- PROBLEMA 1
Nel testo sulla diagnosi prenatale, qual è il rischio di aborto legato all'amniocentesi?
- PROBLEMA 2
Per ciascuna affermazione indica se è in accordo con il testo sulla diagnosi prenatale, rispondendo sì o no e riportando tra virgolette le parole del testo che lo dimostrano.
(a) La cordocentesi comporta un rischio di aborto più basso dell'amniocentesi.
(b) In genere, più esami si eseguono e minori sono i rischi di aborto dopo la procedura invasiva.
(c) Nella maggior parte dei casi si conosce il meccanismo che spiega il rischio aumentato dopo un figlio con la sindrome di Down.
- PROBLEMA 3
Prosegui il testo sulla diagnosi prenatale a partire dall'ultima frase.

- ESTRATTO FORNITO
============================================================

METODI NON INVASIVI (ecografie, indagini biochimiche, test combinati)

METODI INVASIVI (villocentesi, amniocentesi, cordocentesi, fetoscopia)

Allo stato attuale i criteri guida, generalmente accettati, per l’accesso alla diagnosi prenatale invasiva sono i seguenti:

1.Età materna avanzata. La definizione di età avanzata varia a seconda dei centri dove viene di genetica effettuato l’esame, ma generalmente è almeno di 35 anni. La selezione di questa età è dovuta al fatto che a 35 anni il rischio di avere un feto con un’anomalia è approssimativamente uguale al rischio di aborto legato alla procedura invasiva. Tale rischio è diverso a seconda della procedura utilizzata

Villocentesi 2-3%
Amniocentesi 0,5-1%
Cordocentesi 2-4%


Va tenuto presente che tali percentuali, sono probabilmente sovrastimate, in quanto oscillazioni, anche sensibili, sono strettamente correlate con l’abilità, l’esperienza e la strumentazione dell’operatore. In genere vale il principio che più esami si eseguono e minori sono i rischi di aborto a seguito della procedura invasiva.

2.Precedente gravidanza con anomalia cromosomica de novo. Per esempio una donna di 30 anni con un precedente figlio con la sindrome di Down ha un rischio di ricorrenza di 1/100 contro 1/390 relativo all’età nella popolazione generale. Tale incremento nel rischio è,secondo alcuni autori, in parte spiegabile con un basso mosaicismo parentale criptico ma nella maggior parte dei casi non è noto il meccanismo che spiega questo rischio aumentato.

============================================================

- Dati di espressioni referenziali
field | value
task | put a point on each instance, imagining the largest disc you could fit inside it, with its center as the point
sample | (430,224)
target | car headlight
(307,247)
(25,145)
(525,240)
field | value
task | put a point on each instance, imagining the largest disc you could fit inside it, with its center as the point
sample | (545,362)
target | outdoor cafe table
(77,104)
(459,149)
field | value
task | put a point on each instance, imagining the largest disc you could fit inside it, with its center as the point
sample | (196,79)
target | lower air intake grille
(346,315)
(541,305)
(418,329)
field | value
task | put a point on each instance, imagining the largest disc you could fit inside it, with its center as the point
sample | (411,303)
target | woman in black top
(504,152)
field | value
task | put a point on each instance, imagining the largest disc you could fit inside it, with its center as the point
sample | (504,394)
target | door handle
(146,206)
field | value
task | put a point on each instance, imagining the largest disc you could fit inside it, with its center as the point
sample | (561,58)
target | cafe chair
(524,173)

============================================================

- RISPOSTA 1
Il rischio di aborto legato all'amniocentesi è dello 0,5-1%.

- RISPOSTA 2
(a) No: "Amniocentesi 0,5-1%" e "Cordocentesi 2-4%".
(b) Sì: "In genere vale il principio che più esami si eseguono e minori sono i rischi di aborto a seguito della procedura invasiva."
(c) No: "nella maggior parte dei casi non è noto il meccanismo che spiega questo rischio aumentato."

- RISPOSTA 3
3.La presenza di anomalia strutturale in uno dei genitori . In questo caso il rischio va valutato in base al tipo di anomalia ereditata ed, alcune volte, a seconda dell’origine parentale.


4.La presenza di una storia familiare per una malattia diagnosticabile mediante analisi biochimiche o genetiche. Si tratta generalmente di anomalie in singoli geni che hanno un rischio di ricorrenza del 25 o 50 per cento (Fibrosi cistica, Distrofia miotonica, Neurofibromatosi, Talassemia alfa e beta, Anemia falciforme e molte altre ancora)

5.Malattia X-linked per la quale non esiste un test specifico. Quando non è disponibile un metodo alternativo, i genitori di un ragazzo affetto da malattia associata al cromosoma X possono utilizzare la determinazione del sesso per decidere di portare a termine o meno una gravidanza dato l’alto rischio di ricorrenza.


6.Rischio di difetti del tubo neurale. I parenti di primo grado dei pazienti con difetti del tubo neurale sono eleggibili per l’amniocentesi.

7.Screening su siero materno ed ecografico. Esami genetici ed ulteriori approfondimenti sono consigliati in donne in cui il rischio di anomalie genetiche si evidenzia in gravidanza sulla base di test di screening positivi (Bi-test, Tri-test o test combinati). Evidenze ecografiche riconducibili a determinate patologie genetiche possono essere indicazioni sufficienti per l’esecuzione di una procedura invasiva.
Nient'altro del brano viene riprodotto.